## [Assigned task]
All lines in the records below from the line with "Target: adidas logo" through the line with "One point goes on each instance of the girl's" are to be given again exactly, both ends included; the pictures are to be left out.

Stored data
------------------------------------------------------------

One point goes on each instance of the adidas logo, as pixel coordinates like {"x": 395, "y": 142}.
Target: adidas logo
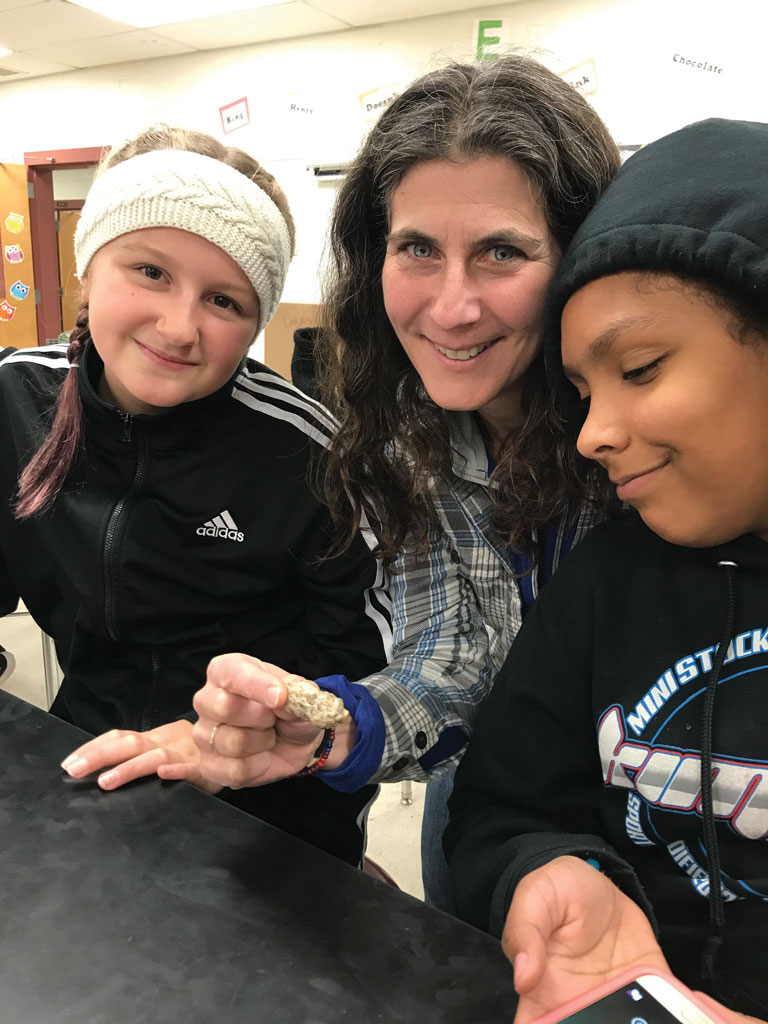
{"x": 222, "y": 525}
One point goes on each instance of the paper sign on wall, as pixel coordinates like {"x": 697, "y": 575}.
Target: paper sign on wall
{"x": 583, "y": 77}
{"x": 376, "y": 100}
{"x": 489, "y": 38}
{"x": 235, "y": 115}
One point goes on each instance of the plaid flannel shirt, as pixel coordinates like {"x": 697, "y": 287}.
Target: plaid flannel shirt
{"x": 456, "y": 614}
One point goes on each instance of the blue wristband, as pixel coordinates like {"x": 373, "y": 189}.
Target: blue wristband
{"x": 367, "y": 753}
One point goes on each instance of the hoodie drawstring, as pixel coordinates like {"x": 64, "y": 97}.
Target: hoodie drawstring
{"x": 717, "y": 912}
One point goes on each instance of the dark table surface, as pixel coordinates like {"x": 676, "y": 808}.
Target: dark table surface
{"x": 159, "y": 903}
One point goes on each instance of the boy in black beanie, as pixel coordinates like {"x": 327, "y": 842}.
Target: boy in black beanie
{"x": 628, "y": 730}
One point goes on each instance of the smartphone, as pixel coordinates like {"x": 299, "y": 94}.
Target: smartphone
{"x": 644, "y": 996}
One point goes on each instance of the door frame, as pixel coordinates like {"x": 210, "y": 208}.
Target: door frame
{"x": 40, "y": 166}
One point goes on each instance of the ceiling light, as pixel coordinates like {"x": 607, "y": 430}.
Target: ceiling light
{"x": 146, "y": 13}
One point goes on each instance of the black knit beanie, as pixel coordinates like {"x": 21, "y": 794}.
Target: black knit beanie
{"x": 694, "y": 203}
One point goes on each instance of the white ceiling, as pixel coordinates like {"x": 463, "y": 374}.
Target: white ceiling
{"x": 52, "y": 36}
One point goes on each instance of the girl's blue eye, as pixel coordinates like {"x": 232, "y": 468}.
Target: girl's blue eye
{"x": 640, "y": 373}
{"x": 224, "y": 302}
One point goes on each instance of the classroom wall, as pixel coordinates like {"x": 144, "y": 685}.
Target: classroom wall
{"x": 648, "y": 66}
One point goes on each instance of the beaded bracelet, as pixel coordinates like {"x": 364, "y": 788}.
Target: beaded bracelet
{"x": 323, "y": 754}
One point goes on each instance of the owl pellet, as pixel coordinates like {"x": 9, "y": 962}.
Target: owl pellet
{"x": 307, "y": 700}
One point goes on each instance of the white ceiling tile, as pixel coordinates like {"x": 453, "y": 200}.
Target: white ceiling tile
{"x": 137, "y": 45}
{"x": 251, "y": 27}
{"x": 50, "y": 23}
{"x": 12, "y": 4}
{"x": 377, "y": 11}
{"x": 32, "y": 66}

------------------------------------------------------------

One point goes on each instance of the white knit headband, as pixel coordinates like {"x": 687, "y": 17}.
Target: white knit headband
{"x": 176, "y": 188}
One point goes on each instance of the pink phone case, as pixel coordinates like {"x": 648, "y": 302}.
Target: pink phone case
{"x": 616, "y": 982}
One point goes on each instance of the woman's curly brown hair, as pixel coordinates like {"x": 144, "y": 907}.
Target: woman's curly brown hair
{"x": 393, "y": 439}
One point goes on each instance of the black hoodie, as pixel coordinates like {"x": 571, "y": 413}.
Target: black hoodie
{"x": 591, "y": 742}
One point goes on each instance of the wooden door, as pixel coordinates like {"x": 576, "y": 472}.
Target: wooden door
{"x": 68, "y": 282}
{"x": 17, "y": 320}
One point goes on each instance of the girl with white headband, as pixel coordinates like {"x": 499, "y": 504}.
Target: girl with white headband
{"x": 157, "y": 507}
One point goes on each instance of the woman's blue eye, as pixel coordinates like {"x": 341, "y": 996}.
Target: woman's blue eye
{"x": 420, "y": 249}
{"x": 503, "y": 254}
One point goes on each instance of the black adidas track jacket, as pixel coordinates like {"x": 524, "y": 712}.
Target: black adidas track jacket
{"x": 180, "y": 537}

------------------------------------------------------------

## [Answer to this exercise]
Target: adidas logo
{"x": 222, "y": 525}
One point goes on each instance of the paper sign on wall, as pixel coordinates like {"x": 697, "y": 575}.
Target: paper sign on wall
{"x": 583, "y": 77}
{"x": 376, "y": 100}
{"x": 489, "y": 38}
{"x": 235, "y": 115}
One point goes on each instance of the plaid flannel shirt, as pixel coordinates like {"x": 697, "y": 287}.
Target: plaid flannel shirt
{"x": 456, "y": 614}
One point goes on each instance of the blue wristband, as pixel coordinates like {"x": 373, "y": 189}.
Target: blue wristband
{"x": 367, "y": 753}
One point goes on each instance of the hoodie drawstring, as pixel coordinates like {"x": 64, "y": 97}.
Target: hoodie drawstring
{"x": 717, "y": 912}
One point goes on each instance of the dark table surface, as pixel coordinates like {"x": 676, "y": 808}.
Target: dark table surface
{"x": 159, "y": 903}
One point goes on each instance of the boy in black beanie, as pixel coordinates like {"x": 327, "y": 842}.
Target: boy in black beanie
{"x": 628, "y": 730}
One point goes on each instance of the smartphone, as pixel coordinates like {"x": 299, "y": 94}.
Target: smartphone
{"x": 644, "y": 996}
One point goes on each instance of the door frame, as pixel coordinates like {"x": 210, "y": 208}.
Target: door frame
{"x": 40, "y": 166}
One point goes on each instance of the ceiling light, as pixel coordinates like {"x": 607, "y": 430}.
Target: ceiling light
{"x": 146, "y": 13}
One point goes on each instance of the black knit beanie, as pixel coordinates like {"x": 21, "y": 794}.
Target: black knit beanie
{"x": 694, "y": 203}
One point goes on each instance of the white ceiling, as pixel coordinates like {"x": 463, "y": 374}.
Target: white ceiling
{"x": 52, "y": 36}
One point goes on each instance of the girl's blue eye, as pixel coordinates like {"x": 232, "y": 468}.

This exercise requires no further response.